[Task brief]:
Copy out each line below exactly as it appears.

[Supplied information]:
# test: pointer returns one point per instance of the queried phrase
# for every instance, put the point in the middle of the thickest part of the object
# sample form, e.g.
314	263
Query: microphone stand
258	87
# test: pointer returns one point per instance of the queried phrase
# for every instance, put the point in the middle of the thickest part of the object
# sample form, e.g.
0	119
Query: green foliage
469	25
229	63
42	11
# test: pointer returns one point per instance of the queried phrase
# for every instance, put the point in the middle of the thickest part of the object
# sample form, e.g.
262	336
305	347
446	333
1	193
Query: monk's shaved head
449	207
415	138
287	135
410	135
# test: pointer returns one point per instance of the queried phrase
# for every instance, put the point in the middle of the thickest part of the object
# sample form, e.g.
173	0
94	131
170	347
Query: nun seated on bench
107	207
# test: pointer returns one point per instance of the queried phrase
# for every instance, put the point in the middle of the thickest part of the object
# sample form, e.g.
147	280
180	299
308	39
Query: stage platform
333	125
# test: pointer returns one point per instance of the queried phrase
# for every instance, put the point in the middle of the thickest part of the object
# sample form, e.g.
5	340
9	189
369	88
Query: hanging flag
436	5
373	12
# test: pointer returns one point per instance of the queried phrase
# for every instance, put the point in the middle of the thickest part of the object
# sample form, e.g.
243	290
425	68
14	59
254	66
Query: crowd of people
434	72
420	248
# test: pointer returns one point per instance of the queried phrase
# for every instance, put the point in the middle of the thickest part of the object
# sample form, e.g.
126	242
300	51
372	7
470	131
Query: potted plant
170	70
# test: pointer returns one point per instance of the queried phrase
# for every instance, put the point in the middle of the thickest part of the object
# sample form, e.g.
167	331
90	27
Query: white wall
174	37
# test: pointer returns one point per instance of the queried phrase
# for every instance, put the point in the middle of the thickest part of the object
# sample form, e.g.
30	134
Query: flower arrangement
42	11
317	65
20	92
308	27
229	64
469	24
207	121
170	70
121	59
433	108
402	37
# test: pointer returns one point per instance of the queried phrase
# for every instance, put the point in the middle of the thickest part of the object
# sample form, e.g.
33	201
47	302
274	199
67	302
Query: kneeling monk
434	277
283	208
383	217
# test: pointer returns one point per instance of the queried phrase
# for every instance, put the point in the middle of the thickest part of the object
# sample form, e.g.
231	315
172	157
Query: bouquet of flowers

[Result of this task]:
# test: pointer returns one point per instance of the queried phrase
# for every instance, put the point in the middle of the thickest part of the object
# sample form, e.g.
314	263
Query: microphone stand
258	87
# test: pointer returns one point per instance of the queried phrase
# for every instance, put the point in the middle of the thickest part of the object
# sample form, e.g.
0	119
Query: green foliage
469	25
229	63
42	11
# test: pointer returns one point per instance of the queried phrase
# for every instance, put the point in the middle of the thickest part of the object
# sample form, e.g.
262	336
305	347
446	333
1	193
Query: monk's shaved head
449	207
415	138
287	135
410	135
# test: pointer returns one point per instance of the queried phrase
# for every instance, put the point in the middle of the thickest part of the object
# sample form, e.g.
173	0
94	131
170	347
Query: nun seated on bench
107	207
# test: pointer returns one point per instance of the queried phrase
# for every instance, put the point in the middle of the thickest part of the object
# sample form, e.g.
147	280
180	299
308	39
Query: stage platform
333	125
# test: pointer returns one point per instance of the queried phrase
# for every instance, put the point in the middle of the thickest part of the object
# sample form, e.g.
5	340
9	189
369	88
Query: hanging flag
436	5
373	12
# test: pointer returns one point per instance of the queried phrase
# for every instance, put the point in the middle of the thickest part of the object
# sample form, e.g.
243	290
425	68
14	59
254	66
Query: crowd of people
434	72
420	248
# test: pointer returns one point per instance of the queried phrase
# for every instance, put the point in the middle of the thickest part of the object
# sample form, e.g.
126	242
300	51
372	7
470	131
Query: potted plant
170	70
# test: pointer returns one point per instance of the queried phrase
# for every instance, put the point in the middle of the thickest part of the object
# sample form, e.g.
167	331
90	27
Query: white wall
174	37
# test: pointer returns one point per instance of the queried phrase
# for every instance, put the point in the middle of the thickest part of the object
# sample form, e.g.
30	134
Query: flower arrangement
42	11
317	65
20	92
308	27
229	64
469	24
207	121
170	70
121	59
433	108
402	37
# test: pointer returns one point per instance of the queried phrase
# for every instance, put the point in the middle of the thickest part of the object
# sample form, e.g.
33	201
47	302
274	199
67	302
Query: kneeling monk
434	277
283	208
383	217
# test: pointer returns one point per instance of the queried phrase
# for every instance, put the point in the middle of the thickest part of the object
# sample form, e.g.
231	315
172	157
Query: bouquet of flowers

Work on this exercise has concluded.